▸ Requirements
1. In the patch thread, what must be kept across a defer_finish call in certain cases?
2. Revise the patch thread passage that opens with the words "On Fri, Dec 01, 2017 at 08:39:44AM" and closes with "log moving forward.", changing "buffer" to "inode" throughout.

Re: [RFC PATCH 1/2] xfs: add the ability to join a buffer to a defer_ops

[Date Prev][Date Next][Thread Prev][Thread Next][Date Index][Thread Index]

 



On Fri, Dec 01, 2017 at 08:39:44AM -0800, Darrick J. Wong wrote:
> On Fri, Dec 01, 2017 at 08:36:19AM -0500, Brian Foster wrote:
> > On Thu, Nov 30, 2017 at 09:58:05AM -0800, Darrick J. Wong wrote:
> > > From: Darrick J. Wong <darrick.wong@xxxxxxxxxx>
> > > 
> > > In certain cases we need to be able to maintain a buffer lock across a
> > > defer_finish call.  Since there could be many (large) transactions
> > > committed as a result of a defer_finish, we have to hold the buffer
> > > across the roll, then immediately rejoin the buffer and mark it dirty in
> > > each transaction to keep the log moving forward.
> > > 
> > > Signed-off-by: Darrick J. Wong <darrick.wong@xxxxxxxxxx>
> > > ---
> > 
> > Seems about right to me. A couple things..

▸ Data provided
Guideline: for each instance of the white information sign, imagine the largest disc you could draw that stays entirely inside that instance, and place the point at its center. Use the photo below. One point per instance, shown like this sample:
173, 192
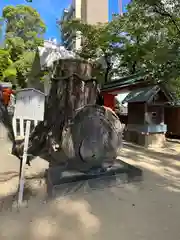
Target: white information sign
30, 105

▸ Solutions
1. A buffer lock.

2.
On Fri, Dec 01, 2017 at 08:39:44AM -0800, Darrick J. Wong wrote:
> On Fri, Dec 01, 2017 at 08:36:19AM -0500, Brian Foster wrote:
> > On Thu, Nov 30, 2017 at 09:58:05AM -0800, Darrick J. Wong wrote:
> > > From: Darrick J. Wong <darrick.wong@xxxxxxxxxx>
> > > 
> > > In certain cases we need to be able to maintain a inode lock across a
> > > defer_finish call.  Since there could be many (large) transactions
> > > committed as a result of a defer_finish, we have to hold the inode
> > > across the roll, then immediately rejoin the inode and mark it dirty in
> > > each transaction to keep the log moving forward.